**WHAT NEEDS TO BE DONE**. A faithful copy of the data below is required, leaving out every picture.

[Opening INPUT RECORDS section]

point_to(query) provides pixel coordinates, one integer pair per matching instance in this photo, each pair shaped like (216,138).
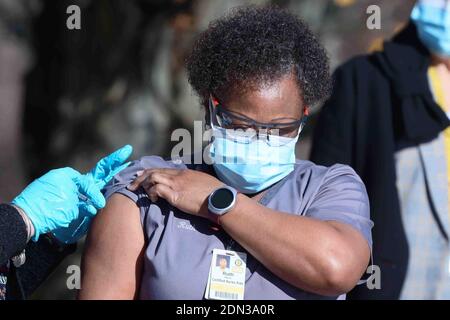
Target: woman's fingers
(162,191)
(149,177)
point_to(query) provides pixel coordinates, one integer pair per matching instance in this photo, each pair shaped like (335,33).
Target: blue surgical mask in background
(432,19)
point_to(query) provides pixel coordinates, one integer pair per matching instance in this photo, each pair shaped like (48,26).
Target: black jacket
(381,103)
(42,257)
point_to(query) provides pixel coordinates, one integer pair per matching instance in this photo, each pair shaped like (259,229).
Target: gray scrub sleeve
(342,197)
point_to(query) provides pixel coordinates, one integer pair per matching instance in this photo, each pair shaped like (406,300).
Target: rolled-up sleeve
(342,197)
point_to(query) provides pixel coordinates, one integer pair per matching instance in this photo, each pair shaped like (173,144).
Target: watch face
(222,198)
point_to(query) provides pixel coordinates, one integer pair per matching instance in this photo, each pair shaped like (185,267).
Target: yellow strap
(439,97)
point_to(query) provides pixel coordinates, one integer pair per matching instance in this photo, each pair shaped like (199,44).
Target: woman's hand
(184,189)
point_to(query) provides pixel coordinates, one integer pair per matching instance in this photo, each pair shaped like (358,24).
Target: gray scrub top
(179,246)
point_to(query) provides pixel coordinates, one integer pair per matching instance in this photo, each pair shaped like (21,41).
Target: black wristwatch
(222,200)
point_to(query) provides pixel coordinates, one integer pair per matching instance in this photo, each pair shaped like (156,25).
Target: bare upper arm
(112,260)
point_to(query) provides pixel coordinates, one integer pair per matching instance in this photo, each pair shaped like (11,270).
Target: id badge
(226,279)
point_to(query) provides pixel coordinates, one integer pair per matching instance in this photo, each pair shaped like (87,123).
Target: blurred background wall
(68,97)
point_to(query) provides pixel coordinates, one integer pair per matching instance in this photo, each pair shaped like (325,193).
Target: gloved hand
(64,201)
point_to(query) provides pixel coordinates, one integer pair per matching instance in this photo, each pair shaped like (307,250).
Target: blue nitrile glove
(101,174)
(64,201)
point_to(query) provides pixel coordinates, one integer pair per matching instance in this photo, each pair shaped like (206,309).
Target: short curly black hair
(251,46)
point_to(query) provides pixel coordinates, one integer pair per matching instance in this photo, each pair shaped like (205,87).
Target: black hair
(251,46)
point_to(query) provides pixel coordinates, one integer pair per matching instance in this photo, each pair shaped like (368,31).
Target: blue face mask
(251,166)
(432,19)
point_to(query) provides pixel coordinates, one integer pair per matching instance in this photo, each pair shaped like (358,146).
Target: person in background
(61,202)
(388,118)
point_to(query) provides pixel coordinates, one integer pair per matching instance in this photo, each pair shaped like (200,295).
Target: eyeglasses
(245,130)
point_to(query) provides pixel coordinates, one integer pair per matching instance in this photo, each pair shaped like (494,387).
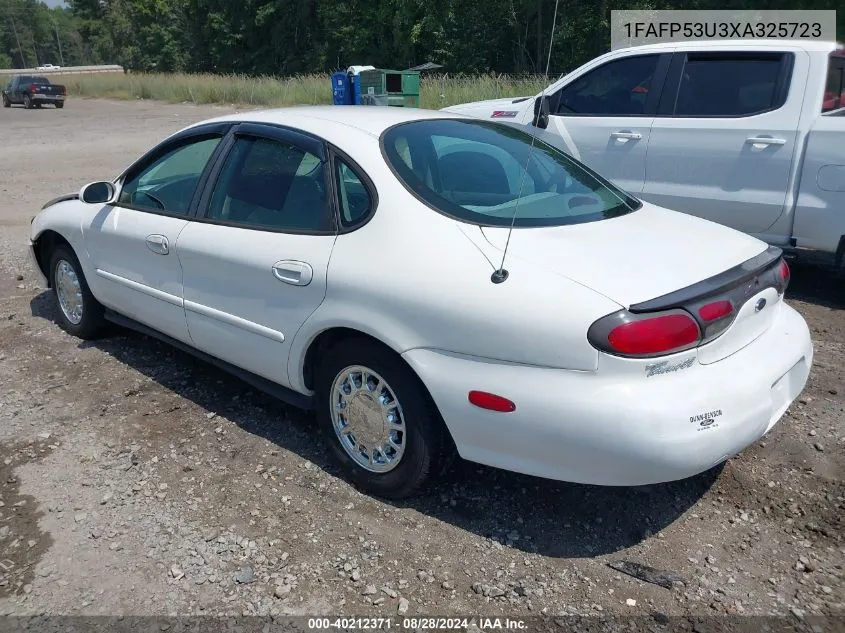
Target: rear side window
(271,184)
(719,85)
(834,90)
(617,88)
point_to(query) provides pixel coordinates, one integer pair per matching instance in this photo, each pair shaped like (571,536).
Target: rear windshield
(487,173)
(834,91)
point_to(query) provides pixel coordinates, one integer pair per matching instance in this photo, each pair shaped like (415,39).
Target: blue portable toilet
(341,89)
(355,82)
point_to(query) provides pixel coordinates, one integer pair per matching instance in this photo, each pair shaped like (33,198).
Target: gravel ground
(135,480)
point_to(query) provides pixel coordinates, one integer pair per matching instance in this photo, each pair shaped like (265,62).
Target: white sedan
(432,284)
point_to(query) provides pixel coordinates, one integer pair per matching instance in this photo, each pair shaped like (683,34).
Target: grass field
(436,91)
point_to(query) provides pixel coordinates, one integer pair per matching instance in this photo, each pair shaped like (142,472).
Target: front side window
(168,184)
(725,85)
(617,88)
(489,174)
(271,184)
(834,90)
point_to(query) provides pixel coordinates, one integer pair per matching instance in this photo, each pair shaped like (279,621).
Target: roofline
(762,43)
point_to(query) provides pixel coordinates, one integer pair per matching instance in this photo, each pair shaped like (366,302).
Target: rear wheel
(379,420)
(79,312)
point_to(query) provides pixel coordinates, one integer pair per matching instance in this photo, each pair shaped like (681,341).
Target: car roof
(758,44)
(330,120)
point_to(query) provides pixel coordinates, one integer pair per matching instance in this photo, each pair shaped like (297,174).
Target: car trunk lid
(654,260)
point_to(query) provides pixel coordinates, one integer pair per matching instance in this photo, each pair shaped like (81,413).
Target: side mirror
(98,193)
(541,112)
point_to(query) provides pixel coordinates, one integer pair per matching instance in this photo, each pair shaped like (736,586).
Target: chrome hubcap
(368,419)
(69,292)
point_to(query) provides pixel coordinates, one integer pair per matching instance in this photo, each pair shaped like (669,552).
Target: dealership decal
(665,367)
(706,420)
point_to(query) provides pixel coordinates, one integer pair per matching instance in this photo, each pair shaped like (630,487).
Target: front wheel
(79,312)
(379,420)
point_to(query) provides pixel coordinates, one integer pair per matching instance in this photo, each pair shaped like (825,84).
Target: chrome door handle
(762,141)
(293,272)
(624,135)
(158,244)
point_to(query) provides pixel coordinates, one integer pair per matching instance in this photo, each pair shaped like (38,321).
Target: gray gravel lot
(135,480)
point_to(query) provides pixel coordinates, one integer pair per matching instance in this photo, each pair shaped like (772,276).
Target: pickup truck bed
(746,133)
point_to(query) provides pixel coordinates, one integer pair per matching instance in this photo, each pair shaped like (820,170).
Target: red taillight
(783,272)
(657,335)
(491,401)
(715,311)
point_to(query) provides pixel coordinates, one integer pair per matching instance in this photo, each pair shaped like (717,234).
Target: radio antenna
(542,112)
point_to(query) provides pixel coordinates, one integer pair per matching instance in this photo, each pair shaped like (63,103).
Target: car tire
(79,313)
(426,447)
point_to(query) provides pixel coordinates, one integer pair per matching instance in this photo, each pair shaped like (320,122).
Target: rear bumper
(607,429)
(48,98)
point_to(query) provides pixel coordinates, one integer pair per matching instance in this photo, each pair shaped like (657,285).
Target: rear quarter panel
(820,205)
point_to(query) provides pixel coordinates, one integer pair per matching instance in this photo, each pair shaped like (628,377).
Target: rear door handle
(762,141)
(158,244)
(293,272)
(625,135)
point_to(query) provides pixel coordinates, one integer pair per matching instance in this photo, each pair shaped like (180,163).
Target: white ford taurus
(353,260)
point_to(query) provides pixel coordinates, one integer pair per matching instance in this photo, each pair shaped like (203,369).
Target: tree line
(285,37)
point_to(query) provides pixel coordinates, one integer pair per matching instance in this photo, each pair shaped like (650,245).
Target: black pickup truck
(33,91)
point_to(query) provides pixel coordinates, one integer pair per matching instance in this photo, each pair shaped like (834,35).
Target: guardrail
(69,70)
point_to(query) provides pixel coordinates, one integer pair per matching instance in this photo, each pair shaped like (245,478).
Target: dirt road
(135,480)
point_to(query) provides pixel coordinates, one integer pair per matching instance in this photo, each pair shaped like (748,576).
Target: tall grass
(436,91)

[Closing INPUT RECORDS section]

**EXERCISE ANSWER**.
point_to(query) provides pixel coordinates, one integer pair per matching instance in this photo, each pair shaped like (216,138).
Target: woman's fingers
(162,191)
(149,177)
point_to(query) provides pixel coordinates, one integer pair per matching instance in this photo, each pair shaped like (335,33).
Target: blue surgical mask in background
(432,19)
point_to(query) provides pixel coordinates, one integer pair per matching instance in this photo, each pair shaped like (48,26).
Target: black jacket
(381,103)
(42,257)
point_to(query) provides pixel coordinates, one integer pair per matching instance in this photo, each pair shaped like (259,229).
Target: gray scrub sleeve
(342,197)
point_to(query) provides pixel coordinates, one integer pair per matching instance in this photo, each pair shaped like (406,300).
Target: rolled-up sleeve
(342,197)
point_to(query) provides pixel coordinates, one integer pair per matching instance in this photo, each pair shaped like (173,144).
Target: watch face
(222,198)
point_to(query) provides pixel coordinates, one integer pair per matching instance in this photo, each pair shaped like (185,267).
Target: yellow strap
(439,97)
point_to(query) provides pixel coordinates, one integer pair per matching instance in this photo, each pair shaped like (199,44).
Target: woman's hand
(184,189)
point_to(query) provides pixel coordinates, one integer pair per matching instance in this photo, each pair shaped like (358,24).
Target: gray scrub top
(179,246)
point_to(query) provides pixel coordinates, one integer pair per matching instance in this photo, each pair shaped like (21,41).
Target: black wristwatch
(222,200)
point_to(query) provides pixel coordinates, one integer pair per matching instance in this photo, each pair shaped like (156,25).
Target: bare upper arm
(112,260)
point_to(query) provides pixel coordinates, one integer pair per matching instance in this photo, each pair shaped like (11,270).
Target: id badge
(226,279)
point_to(query) provides pixel coordinates, one integer pair per matching instance in this photo, each pair shaped like (87,123).
Target: blurred background wall
(68,97)
point_to(query) provides pixel coordinates, one integer pair per matching instance in this photo, each pair shaped like (325,193).
Target: gloved hand
(64,201)
point_to(query) provides pixel coordinates, one integer pair per matching instance in this photo, each pair shaped like (307,250).
Target: blue nitrile glove
(101,174)
(64,201)
point_to(query) provides pixel coordinates, one integer pair per matching instance in this photo, each pair shaped like (206,309).
Target: short curly black hair
(251,46)
point_to(query) provides pixel coordinates, one integer pair per matching instance in this photo, each pair shaped like (205,87).
Target: black hair
(251,46)
point_to(query) provides pixel coordinates, one integer pair per matching instance in this photo, each pair shaped like (368,31).
Target: blue face mask
(251,166)
(432,19)
point_to(query) provides pixel coordinates, one integer pair per matching instance in this photo, each pair shaped like (358,146).
Target: person in background
(61,202)
(388,118)
point_to(query) provides pixel coordinates, one integer pair per matching instance in this photo, each pair shaped like (200,295).
Target: eyeglasses
(245,130)
point_to(query) provides pixel coordinates, one integer pair per matching instance in this photo, each pair shaped like (494,387).
Target: rear side window
(271,184)
(719,85)
(834,90)
(617,88)
point_to(query) provides pixel coordinates, one integer pair per matching instance in this photo, each pair shaped like (571,536).
Target: rear windshield
(487,173)
(834,91)
point_to(query) provides pixel coordinates, one integer pair per matching instance in this photo, each pair shaped like (415,39).
Target: blue portable toilet
(341,89)
(355,82)
point_to(query) provides pixel coordinates, one integer pair per matching instance in this photo, each pair shaped like (33,198).
Target: gravel ground
(135,480)
point_to(query) provides pixel coordinates, one integer pair per matching instance in this photo, each pair shaped like (265,62).
Target: white sedan
(432,284)
point_to(query) provides pixel coordinates, one integer pair per matching instance in this photo, each pair shaped like (683,34).
Target: grass field
(436,91)
point_to(query) provides pixel coordinates, one integer pair per matching instance in this photo, each pair shaped like (142,472).
Target: front side window
(168,184)
(725,85)
(617,88)
(489,174)
(271,184)
(834,90)
point_to(query) provides pixel coordinates, one integer pair per matching instance in this photo, each pair shaped like (279,621).
Target: roofline
(762,43)
point_to(query) provides pixel coordinates, one integer pair per matching instance in this photo, each pair shaped like (366,302).
Target: rear wheel
(379,420)
(79,312)
point_to(query) provides pixel coordinates, one integer pair per matching instance in this photo, each pair shaped like (681,341).
Target: car roof
(758,44)
(330,120)
point_to(query) provides pixel coordinates, one integer pair per matching instance in this photo, each pair shaped like (297,174).
Target: car trunk lid
(654,260)
point_to(query) provides pixel coordinates, one integer pair per matching instance in this photo, each pair shaped like (81,413).
Target: side mirror
(98,193)
(541,112)
point_to(query) provides pixel coordinates, one integer pair per matching instance in this photo, each pair shaped like (736,586).
Target: chrome hubcap
(368,419)
(69,292)
point_to(query) provides pixel coordinates, one integer pair per matching instance in this photo, each pair shaped like (669,552).
Target: dealership decal
(665,367)
(706,420)
point_to(query) provides pixel coordinates, one integer pair per matching instance in this photo, each pair shaped like (630,487).
Target: front wheel
(79,312)
(379,420)
point_to(query) provides pixel coordinates, one integer pair per matching instance in this photo, each pair shaped like (825,84).
Target: chrome door handle
(762,141)
(293,272)
(624,135)
(158,244)
point_to(query) provides pixel coordinates, one integer pair per matching instance in this photo, each pair shaped like (38,321).
Target: gray gravel lot
(135,480)
point_to(query) provides pixel coordinates, one integer pair per matching instance in this photo, each pair shaped like (772,276).
Target: pickup truck bed
(746,133)
point_to(query) provides pixel coordinates, one integer pair per matching instance in this photo, each pair shaped like (820,170).
Target: red taillight
(783,272)
(657,335)
(491,401)
(715,311)
point_to(query) provides pixel coordinates, one integer pair per matching instance in this photo, each pair shaped like (717,234).
Target: radio antenna
(542,112)
point_to(query) provides pixel coordinates, one integer pair per matching instance in this photo, each pair shaped like (63,103).
Target: car tire
(79,313)
(426,447)
point_to(query) provides pixel coordinates, one integer pair per matching instance in this photo, each pair shaped like (320,122).
Target: rear bumper
(607,429)
(48,98)
point_to(query) provides pixel coordinates, one integer pair per matching instance in this photo, each pair shaped like (657,285).
Target: rear quarter panel
(820,205)
point_to(query) provides pixel coordinates, one integer pair per matching instance in this photo, each pair shaped like (628,377).
Target: rear door handle
(762,141)
(158,244)
(293,272)
(625,135)
point_to(query) provides pixel coordinates, one integer pair per matching instance in this photo, each pair shaped like (180,163).
Target: white ford taurus
(353,260)
point_to(query) provides pixel coordinates, one integer pair per matching instance in this photo, each pair shaped like (203,369).
Target: tree line
(285,37)
point_to(query) provides pixel coordinates, one integer pair per matching instance in this photo, each pair shaped like (650,245).
Target: black pickup truck
(33,91)
point_to(query) provides pixel coordinates, one integer pair per matching instance in this photo, each pair shaped like (834,35).
Target: guardrail
(69,70)
point_to(query) provides pixel coordinates, one integer pair per matching instance in this photo, each pair shaped like (245,478).
Target: dirt road
(135,480)
point_to(query) provides pixel coordinates, one integer pair per matching instance in this photo, each pair shaped like (748,576).
Target: tall grass
(436,91)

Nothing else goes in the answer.